## start TEXT SHOWN
The ability to learn from data defines our scientific endevour. Data hides useful information, whether that information be in spreadsheets, images, sounds, and even the written word. Modern tools are making extracting knowledge from data ever more powerful, and perhaps more importantly, easier.

A quick YouTube search will show an endless supply of tutorials on data science and Python. Along with Google, Stackoverflow, Kaggle and Towards Data Science.

Resources for all produced material.

* https://www.kaggle.com/learn/pandas
* https://docs.python.org/3/tutorial/index.html
* https://devdocs.io/pandas~0.25/reference/api/pandas.dataframe

# Lists

## Create a list

A list in Python is created using a set of square brackets. The elements are all seprarated by a comma. You can have integer and string 'character' data types.

The positions of the elements within a list start from 0 'zero', [0 |1 |2 |3 |...]. So in a list with elements [a,b,c,d,e,f], a has the zero'th position, 'b' has the first position, c has the second position, etc.

In [161]:
my_list = [1,2,3,4,5,6] 

In [162]:
# list index, get the first value within the list
print(my_list[0])

1


In [163]:
# get the last value from the list, using negative indexing 
my_list[-1]

6

In [173]:
# deleting the 1st item in a list
## we can also use pop(), remove() to delete elements in a list 
del my_list[0]
my_list

[3, 4, 5, 6]

In [165]:
# Use the length function to get the number of elements in the list
len(my_list)
## end TEXT SHOWN
## start DATASET EXCERPTS
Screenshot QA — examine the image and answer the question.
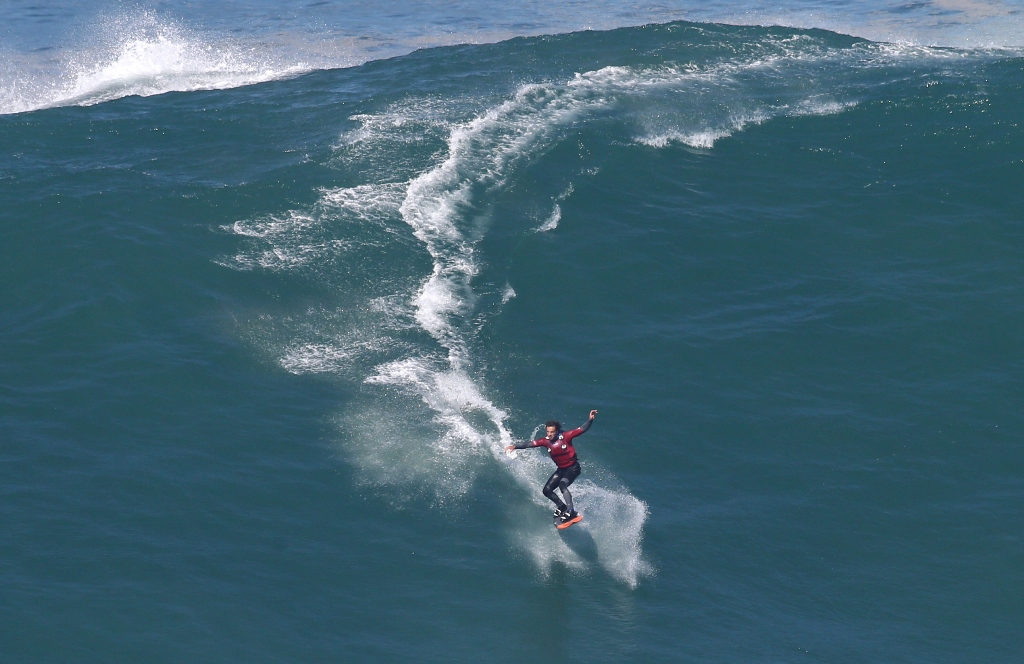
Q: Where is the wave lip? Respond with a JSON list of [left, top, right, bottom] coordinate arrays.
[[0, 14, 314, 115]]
## end DATASET EXCERPTS
## start DATASET EXCERPTS
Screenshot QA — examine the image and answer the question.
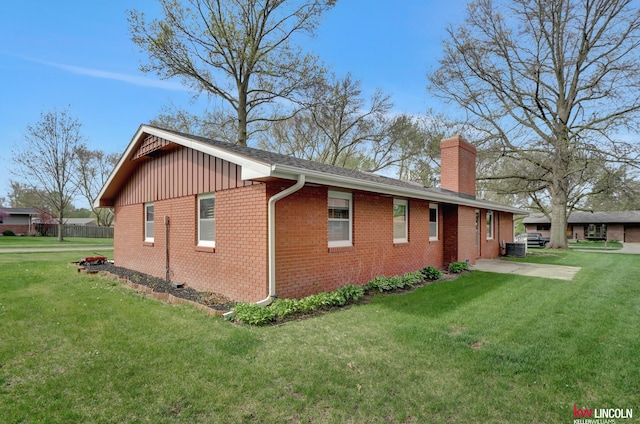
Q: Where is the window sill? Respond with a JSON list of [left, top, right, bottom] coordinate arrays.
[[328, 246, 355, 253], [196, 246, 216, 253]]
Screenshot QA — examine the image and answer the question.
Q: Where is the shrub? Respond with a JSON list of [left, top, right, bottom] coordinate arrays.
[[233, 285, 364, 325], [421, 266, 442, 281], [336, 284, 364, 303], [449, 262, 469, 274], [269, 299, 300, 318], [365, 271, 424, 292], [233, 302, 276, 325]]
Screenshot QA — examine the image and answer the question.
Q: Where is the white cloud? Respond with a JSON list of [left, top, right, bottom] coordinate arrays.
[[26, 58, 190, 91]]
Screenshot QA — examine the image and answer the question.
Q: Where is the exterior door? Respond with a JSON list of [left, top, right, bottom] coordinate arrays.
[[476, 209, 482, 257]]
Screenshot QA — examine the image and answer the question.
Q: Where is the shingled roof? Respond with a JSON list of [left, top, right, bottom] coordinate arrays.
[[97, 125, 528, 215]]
## end DATASET EXCERPTS
→ ACTIONS TO TAKE
**1.** Can you transcribe the part of the Python lists text that opens with the words containing "## Create a" and closes with "string 'character' data types."?
**2.** Do these statements agree with the Python lists text? For each, answer yes or no and quote the deciding words. (a) A list in Python is made with square brackets. (b) Positions of elements in a list start from 1. (c) The last value of a list can be retrieved with negative indexing.
The data plays no part in this exercise.

→ EXERCISE RESPONSES
**1.**
## Create a list

A list in Python is created using a set of square brackets. The elements are all seprarated by a comma. You can have integer and string 'character' data types.

**2.**
(a) Yes: "A list in Python is created using a set of square brackets."
(b) No: "The positions of the elements within a list start from 0 'zero'"
(c) Yes: "get the last value from the list, using negative indexing"